**What is needed**:
Continue the profile of Babajide Salako and dialysis relief after the Haiti earthquake, picking up right after its last sentence.

**Excerpted text**:
»»

In Nigeria, where the rivers near Ibadan, the place he was born, regularly flooded whole villages, he experienced as a child the powerlessness and helplessness of the authorities. Salako believes that this chaos is the reason why he feels so passionate about planning today. Even as a teenager he would watch news of natural disasters around the world on television. Not out of curiosity but rather out of a serious interest in how people dealt with them. “Even back then I had the impression that the tragedy didn’t only lie in the natural disasters themselves but also in the unsatisfactory manner in which people prepared for them,” he says today. Salako works in the offices of Fresenius Medical Care in Washington, D.C. He speaks in a very quiet voice, almost as if he is deliberately trying to remain calm in view of the devastating topic. But his hands moving constantly back and forth from coffee mug to smart phone reveal his agitation deep down inside. Time and again, he stands up to get himself more coffee or a piece of paper, or apologizes for having to take an important phone call.
TOO LITTLE TIME Babajide Salako was also sitting in his Washington office when the International Society of Nephrology’s renal disaster relief task force (RDRTF) officially asked Fresenius Medical Care for help in Haiti in January 2010. The fate of sufferers of kidney disease in large-scale disasters rarely makes headline news. They don’t appear in television footage. Compared to the total number of victims, the numbers involved are for the most part small, but for these people a situation like the aftermath of the earthquake in Haiti is just as life-threatening as the natural disaster itself. Furthermore, survivors of such a disaster are prone to developing acute renal failure due to crush injuries, and may also need urgent dialysis care to stay alive.

««

**Record set**:
»»

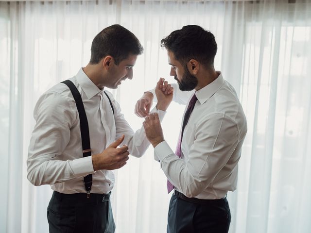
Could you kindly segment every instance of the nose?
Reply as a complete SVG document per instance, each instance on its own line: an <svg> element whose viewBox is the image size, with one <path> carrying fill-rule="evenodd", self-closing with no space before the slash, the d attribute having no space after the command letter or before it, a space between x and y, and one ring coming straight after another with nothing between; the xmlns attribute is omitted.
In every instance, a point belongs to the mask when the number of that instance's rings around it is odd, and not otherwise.
<svg viewBox="0 0 311 233"><path fill-rule="evenodd" d="M130 69L127 72L126 77L130 80L132 80L132 79L133 79L133 68Z"/></svg>
<svg viewBox="0 0 311 233"><path fill-rule="evenodd" d="M176 71L174 69L171 68L171 72L170 72L170 75L171 76L175 76L176 75Z"/></svg>

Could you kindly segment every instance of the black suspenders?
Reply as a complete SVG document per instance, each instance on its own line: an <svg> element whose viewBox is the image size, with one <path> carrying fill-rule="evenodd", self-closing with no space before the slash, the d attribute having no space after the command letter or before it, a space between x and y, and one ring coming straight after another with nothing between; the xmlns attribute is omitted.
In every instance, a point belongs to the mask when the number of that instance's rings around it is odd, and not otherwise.
<svg viewBox="0 0 311 233"><path fill-rule="evenodd" d="M87 157L91 156L91 146L90 145L89 141L89 132L88 130L88 123L87 122L87 118L86 117L86 111L83 106L83 102L82 101L82 99L81 96L79 92L79 91L76 87L76 86L70 80L65 80L62 82L62 83L66 84L72 94L73 99L76 102L77 105L77 108L78 109L78 112L79 112L79 117L80 118L80 128L81 132L81 140L82 142L82 153L83 157ZM109 100L110 106L112 109L112 112L114 114L114 111L113 109L113 106L112 106L112 103L110 99L108 96L108 95L106 92L104 91L104 93L108 98ZM87 198L89 198L89 195L91 192L91 188L92 187L92 175L91 174L89 174L86 176L84 177L84 185L86 187L86 190Z"/></svg>

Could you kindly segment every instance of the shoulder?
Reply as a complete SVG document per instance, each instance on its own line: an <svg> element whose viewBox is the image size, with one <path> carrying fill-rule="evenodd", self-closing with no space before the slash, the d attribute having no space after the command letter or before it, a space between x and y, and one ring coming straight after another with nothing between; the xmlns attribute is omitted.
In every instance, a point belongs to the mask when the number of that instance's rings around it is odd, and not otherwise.
<svg viewBox="0 0 311 233"><path fill-rule="evenodd" d="M76 114L75 102L68 87L59 83L44 93L35 107L35 118L38 115L56 116Z"/></svg>

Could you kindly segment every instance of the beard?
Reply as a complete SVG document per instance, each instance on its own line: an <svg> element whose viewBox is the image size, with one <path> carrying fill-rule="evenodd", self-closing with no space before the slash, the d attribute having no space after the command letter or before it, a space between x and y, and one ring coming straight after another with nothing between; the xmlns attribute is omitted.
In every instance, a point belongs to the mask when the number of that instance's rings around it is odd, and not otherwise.
<svg viewBox="0 0 311 233"><path fill-rule="evenodd" d="M198 85L198 79L190 73L187 67L185 67L185 73L181 81L177 79L176 75L175 75L174 79L177 81L181 91L192 91Z"/></svg>

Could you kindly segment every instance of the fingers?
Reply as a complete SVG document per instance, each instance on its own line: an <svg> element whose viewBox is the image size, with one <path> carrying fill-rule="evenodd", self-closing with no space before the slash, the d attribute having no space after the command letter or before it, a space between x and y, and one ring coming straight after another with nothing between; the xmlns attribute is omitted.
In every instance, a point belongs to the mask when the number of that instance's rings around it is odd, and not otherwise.
<svg viewBox="0 0 311 233"><path fill-rule="evenodd" d="M109 147L110 148L117 148L118 146L120 145L123 140L124 140L124 134L122 135L120 137L118 138L116 141L113 142L110 145L109 145Z"/></svg>
<svg viewBox="0 0 311 233"><path fill-rule="evenodd" d="M169 82L166 81L163 78L160 78L156 83L156 87L159 89L161 90L165 94L171 94L173 89L171 88L172 86L169 83Z"/></svg>
<svg viewBox="0 0 311 233"><path fill-rule="evenodd" d="M173 93L173 91L174 91L174 88L173 86L171 86L171 88L170 88L170 90L168 92L167 94L170 94L171 93Z"/></svg>
<svg viewBox="0 0 311 233"><path fill-rule="evenodd" d="M150 104L145 99L140 99L135 105L135 114L140 117L148 116L150 111Z"/></svg>
<svg viewBox="0 0 311 233"><path fill-rule="evenodd" d="M128 147L127 145L124 145L119 148L117 148L117 150L118 150L117 151L118 153L122 154L123 153L125 153L126 152L128 152Z"/></svg>
<svg viewBox="0 0 311 233"><path fill-rule="evenodd" d="M156 87L158 89L161 89L161 87L163 85L163 82L165 80L163 78L160 78L160 79L156 83Z"/></svg>

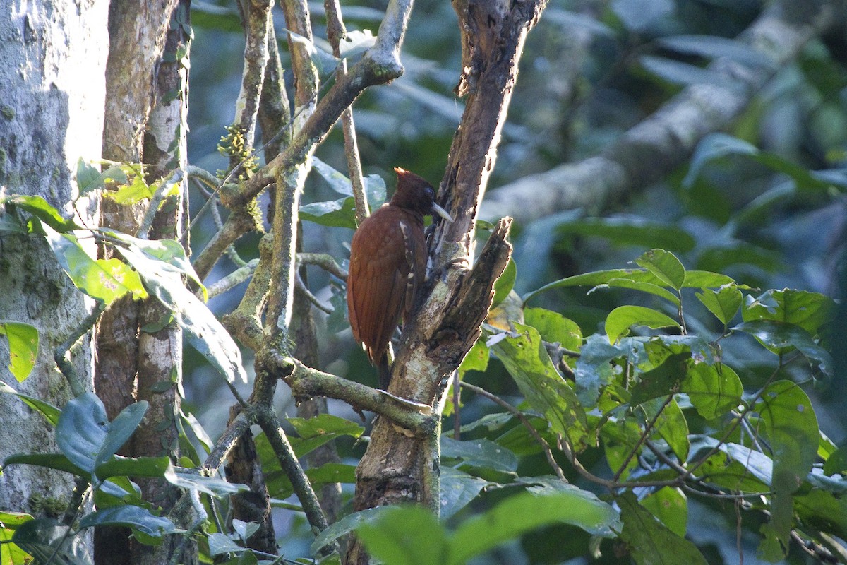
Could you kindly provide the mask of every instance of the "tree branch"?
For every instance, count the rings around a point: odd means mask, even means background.
[[[528,224],[560,210],[601,210],[647,187],[689,158],[705,136],[728,127],[810,39],[838,20],[832,2],[813,0],[803,9],[790,0],[773,3],[738,38],[766,64],[715,61],[708,69],[720,82],[687,86],[600,155],[493,191],[481,217],[494,220],[509,214]]]

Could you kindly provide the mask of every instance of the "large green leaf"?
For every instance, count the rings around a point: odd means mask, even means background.
[[[31,555],[37,563],[90,565],[82,536],[58,520],[44,518],[29,520],[14,531],[12,541]]]
[[[102,402],[93,392],[86,392],[69,400],[62,409],[56,443],[72,463],[91,474],[108,428]]]
[[[342,435],[359,437],[364,428],[346,418],[332,414],[318,414],[314,418],[289,418],[300,437],[290,438],[294,453],[302,457],[328,441]]]
[[[518,470],[518,457],[508,449],[489,440],[457,441],[441,436],[441,457],[462,459],[472,467],[495,469],[501,473]]]
[[[23,322],[0,320],[0,335],[8,340],[8,370],[19,383],[23,382],[36,366],[38,330]],[[0,389],[0,392],[4,391]]]
[[[817,335],[832,319],[834,302],[818,292],[784,289],[770,290],[750,298],[741,312],[745,322],[767,320],[800,326]]]
[[[674,291],[685,284],[685,268],[677,257],[664,249],[651,249],[635,259],[635,263],[656,276]]]
[[[579,451],[589,440],[588,424],[573,389],[553,366],[538,330],[517,323],[515,329],[518,334],[507,334],[491,349],[529,404]]]
[[[712,365],[691,359],[679,387],[703,418],[711,419],[741,404],[744,386],[728,365]]]
[[[631,492],[615,499],[621,507],[621,540],[637,565],[707,565],[703,554],[659,522]]]
[[[118,258],[96,259],[80,245],[73,234],[60,234],[44,225],[47,242],[74,285],[107,306],[125,294],[135,299],[147,296],[138,273]]]
[[[816,343],[811,335],[800,326],[783,322],[755,319],[739,324],[733,327],[733,330],[753,335],[765,347],[778,355],[783,355],[797,349],[807,358],[816,362],[822,372],[833,374],[832,355]]]
[[[817,418],[809,397],[795,383],[768,385],[753,406],[764,424],[773,458],[771,522],[761,551],[768,561],[788,551],[794,512],[793,493],[800,488],[817,457]]]
[[[141,247],[133,243],[116,249],[141,275],[147,291],[174,313],[189,343],[228,380],[246,382],[241,349],[208,307],[183,285],[181,275],[187,270],[193,273],[193,269],[182,261],[181,246],[172,242],[180,250],[177,252],[172,244],[163,243],[166,241],[159,240],[160,246]]]
[[[447,565],[468,559],[522,534],[551,523],[569,523],[604,537],[620,529],[617,512],[593,493],[573,485],[544,495],[510,496],[494,508],[463,522],[451,536]]]
[[[614,343],[629,333],[634,325],[648,328],[680,328],[679,323],[670,316],[648,308],[645,306],[618,306],[606,317],[606,335],[609,342]]]
[[[148,407],[147,401],[140,401],[126,407],[115,416],[94,457],[94,468],[111,460],[126,443],[141,424]]]
[[[729,324],[729,320],[738,313],[744,300],[741,291],[734,284],[726,285],[715,290],[704,288],[703,291],[698,292],[696,296],[709,312],[715,314],[724,325]]]
[[[339,518],[329,526],[315,536],[312,542],[312,553],[317,554],[321,548],[332,543],[342,535],[357,529],[360,525],[367,522],[373,522],[386,512],[394,512],[396,507],[377,507],[375,508],[367,508],[347,514],[344,518]]]
[[[3,565],[27,565],[31,557],[12,542],[14,531],[33,519],[25,512],[0,510],[0,563]]]
[[[487,486],[496,486],[452,467],[442,467],[439,492],[439,517],[446,520],[479,496]]]
[[[545,308],[524,308],[523,315],[526,324],[538,330],[545,341],[558,343],[571,351],[579,351],[582,346],[579,324],[557,312]]]
[[[679,537],[685,535],[688,526],[688,499],[680,489],[662,487],[643,498],[640,502],[671,532]]]
[[[153,538],[177,531],[167,518],[154,516],[147,508],[130,505],[97,510],[80,520],[80,528],[95,526],[126,526]]]
[[[658,367],[639,375],[632,387],[629,402],[634,406],[672,394],[688,374],[691,352],[672,353]]]

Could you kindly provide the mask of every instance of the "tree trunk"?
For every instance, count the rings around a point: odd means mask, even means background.
[[[79,159],[102,153],[108,10],[105,0],[0,0],[0,197],[42,196],[65,217],[92,227],[95,203],[85,197],[72,204],[79,197],[73,176]],[[4,230],[4,220],[14,215],[0,208],[0,319],[34,325],[38,356],[23,382],[12,377],[5,360],[0,379],[62,407],[71,393],[56,370],[53,350],[93,302],[75,289],[42,239]],[[91,335],[71,351],[90,390]],[[8,342],[0,338],[0,359],[8,355]],[[0,461],[16,452],[58,451],[51,427],[11,395],[0,395],[0,429],[14,430],[0,434]],[[0,475],[0,509],[56,515],[72,489],[67,474],[13,465]]]

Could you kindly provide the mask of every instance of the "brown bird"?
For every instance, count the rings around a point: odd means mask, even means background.
[[[391,202],[368,216],[353,234],[347,275],[347,313],[353,337],[379,369],[379,386],[391,378],[388,346],[401,318],[412,311],[426,278],[424,216],[453,219],[435,203],[429,183],[395,169],[397,191]]]

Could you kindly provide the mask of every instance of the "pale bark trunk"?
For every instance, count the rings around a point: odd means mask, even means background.
[[[80,158],[101,155],[108,3],[0,0],[0,195],[40,195],[65,217],[95,226],[94,206],[79,196]],[[0,208],[0,220],[4,213]],[[93,255],[95,250],[90,249]],[[59,269],[43,240],[0,230],[0,319],[38,330],[36,366],[23,382],[9,374],[0,338],[0,379],[62,407],[70,397],[53,350],[91,311],[91,300]],[[90,334],[72,350],[83,385],[93,374]],[[0,461],[17,452],[57,452],[52,428],[11,395],[0,395]],[[0,475],[0,509],[43,517],[61,512],[71,478],[41,467],[13,465]]]

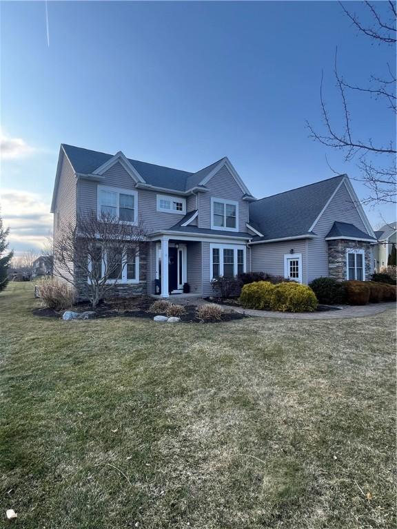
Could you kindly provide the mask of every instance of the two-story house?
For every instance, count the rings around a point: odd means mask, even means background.
[[[123,268],[123,295],[207,295],[247,271],[304,283],[372,271],[376,240],[346,175],[256,200],[227,158],[193,173],[62,145],[51,211],[54,238],[92,211],[143,222],[147,252]]]

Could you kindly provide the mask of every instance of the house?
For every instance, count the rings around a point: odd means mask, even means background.
[[[397,245],[397,222],[385,224],[375,231],[378,244],[374,251],[374,269],[378,272],[383,267],[388,264],[389,256],[393,247]]]
[[[52,257],[51,256],[40,256],[33,261],[32,265],[32,277],[38,276],[50,276],[52,273]]]
[[[256,200],[227,158],[189,172],[63,144],[51,211],[54,238],[92,211],[143,222],[147,252],[114,294],[208,295],[212,278],[247,271],[307,283],[373,270],[376,238],[346,175]]]

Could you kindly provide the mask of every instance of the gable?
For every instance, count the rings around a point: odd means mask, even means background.
[[[325,237],[334,222],[352,224],[365,234],[371,235],[352,198],[346,180],[342,182],[320,218],[314,224],[312,231]]]

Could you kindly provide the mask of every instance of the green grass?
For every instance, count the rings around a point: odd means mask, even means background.
[[[395,527],[393,310],[167,325],[38,304],[0,294],[0,526]]]

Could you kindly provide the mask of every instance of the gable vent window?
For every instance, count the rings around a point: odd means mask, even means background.
[[[137,194],[134,191],[98,186],[98,217],[134,223],[137,218]]]
[[[186,213],[186,200],[179,196],[157,195],[157,211],[167,213]]]
[[[238,203],[234,200],[223,198],[211,199],[211,227],[212,229],[223,229],[237,231]]]
[[[364,250],[348,250],[347,260],[347,280],[365,281]]]

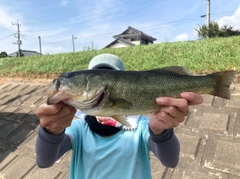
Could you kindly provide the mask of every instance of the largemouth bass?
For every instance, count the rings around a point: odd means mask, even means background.
[[[129,126],[124,115],[147,114],[161,106],[157,97],[179,98],[182,92],[210,94],[230,99],[235,71],[191,75],[185,67],[146,71],[83,70],[67,72],[53,80],[48,104],[60,101],[88,115],[112,117]]]

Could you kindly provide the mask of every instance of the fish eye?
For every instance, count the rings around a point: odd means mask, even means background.
[[[57,90],[59,89],[59,87],[60,87],[60,80],[58,78],[55,78],[53,80],[53,86],[54,86],[55,89],[57,89]]]

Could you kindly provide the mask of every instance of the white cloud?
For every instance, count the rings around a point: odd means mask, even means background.
[[[231,16],[224,16],[220,20],[218,20],[218,24],[220,27],[223,25],[228,25],[234,27],[234,29],[240,29],[240,6]]]
[[[187,33],[179,34],[175,37],[175,41],[186,41],[189,40],[189,35]]]
[[[66,6],[69,3],[69,0],[62,0],[61,5]]]
[[[0,6],[0,17],[0,26],[11,31],[16,31],[16,27],[12,23],[16,23],[17,19],[22,19],[21,14],[13,13],[4,6]]]

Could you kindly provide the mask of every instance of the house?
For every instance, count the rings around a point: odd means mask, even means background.
[[[108,44],[105,48],[123,48],[135,45],[153,44],[157,40],[150,35],[143,33],[140,30],[128,26],[127,30],[119,35],[114,35],[115,40]]]
[[[8,57],[17,57],[17,54],[18,54],[18,51],[8,54]],[[21,50],[21,54],[23,55],[23,57],[42,55],[37,51],[31,51],[31,50]]]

««

**Expected answer**:
The lives of dialysis patients are dependent on the infrastructure: on clinics with functioning equipment, an intact power supply, ultrapure water and deployable staff. If these clinics are destroyed, dialysis patients can’t afford to wait weeks or even months until the damage has been repaired. Typically they need treatment three times a week. A lack of infrastructure, an increase in the number of patients and very little time mean only one thing for Babajide Salako: He has to act very quickly in his job. The two large screens on the wall of the conference room in his Washington, D.C. office connect him to the outside world. It was via video link that a colleague from Doctors Without Borders gave his impression of the situation in Haiti back in January 2010. Salako discussed and coordinated the upcoming activities with colleagues and key senior management personnel at Fresenius Medical Care in the U.S. Everyone was aware what needed to be done in such a situation: where to obtain machines, drugs and dialysis accessories; what was needed; where it had to be taken to. Only Salako knows how he was then able to charter an aircraft when many governments and aid organizations were bemoaning the lack of cargo planes.
ALWAYS AFFECTED A large reinsurance company recorded 950 natural disasters in 2010. 295,000 people lost their lives, economic damage was estimated at $137 BN. These figures are the most devastating in the last 25 years. “We are affected by each of these disasters somewhere and somehow,” Salako responds almost casually when asked why a functioning crisis management program is so important for the Group. “Fresenius Medical Care is an international company with more than 73,000 employees and an even larger number of patients around the world,” he says. Flu viruses, floods, earthquakes, hurricanes or forest fires – all of these always affect at least one dialysis clinic, its staff and patients somewhere in the world.